Output every one of the records below word for word, leaving out the pictures.

Image point annotation records
========
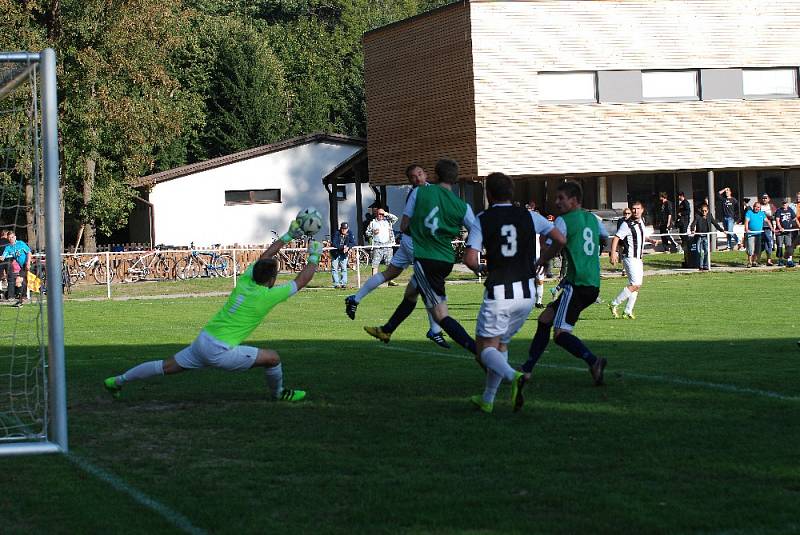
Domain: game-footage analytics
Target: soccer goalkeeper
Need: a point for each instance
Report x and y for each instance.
(218, 344)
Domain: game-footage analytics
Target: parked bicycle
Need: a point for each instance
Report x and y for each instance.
(207, 263)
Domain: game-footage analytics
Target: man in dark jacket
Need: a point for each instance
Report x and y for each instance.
(342, 241)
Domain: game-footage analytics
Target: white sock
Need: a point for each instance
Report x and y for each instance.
(492, 384)
(274, 378)
(494, 360)
(372, 283)
(631, 302)
(145, 370)
(623, 295)
(434, 327)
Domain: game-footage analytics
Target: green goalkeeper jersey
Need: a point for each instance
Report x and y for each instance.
(583, 233)
(246, 307)
(437, 219)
========
The solution:
Domain: game-footage analytics
Target: soccer goalkeeper
Need: a point for each instance
Report x and y for each instance.
(218, 344)
Domain: game-footage analytics
Target: parked bicycle
Need: a point for each instance
Report x and y for each instance.
(207, 263)
Domain: game-footage analytics
Target: man in dark jacket
Need: a point for each instance
Report x and y for each instance.
(342, 241)
Domain: game-footage analytics
Target: white sock
Need: a point for each instance
Report x and y for each instance.
(492, 384)
(274, 378)
(494, 360)
(372, 283)
(631, 302)
(145, 370)
(623, 295)
(434, 327)
Domain: game-footage analytics
Target: green goalkeeper jersey
Need: a point for each instance
Report x and y for each instance.
(583, 233)
(246, 307)
(437, 219)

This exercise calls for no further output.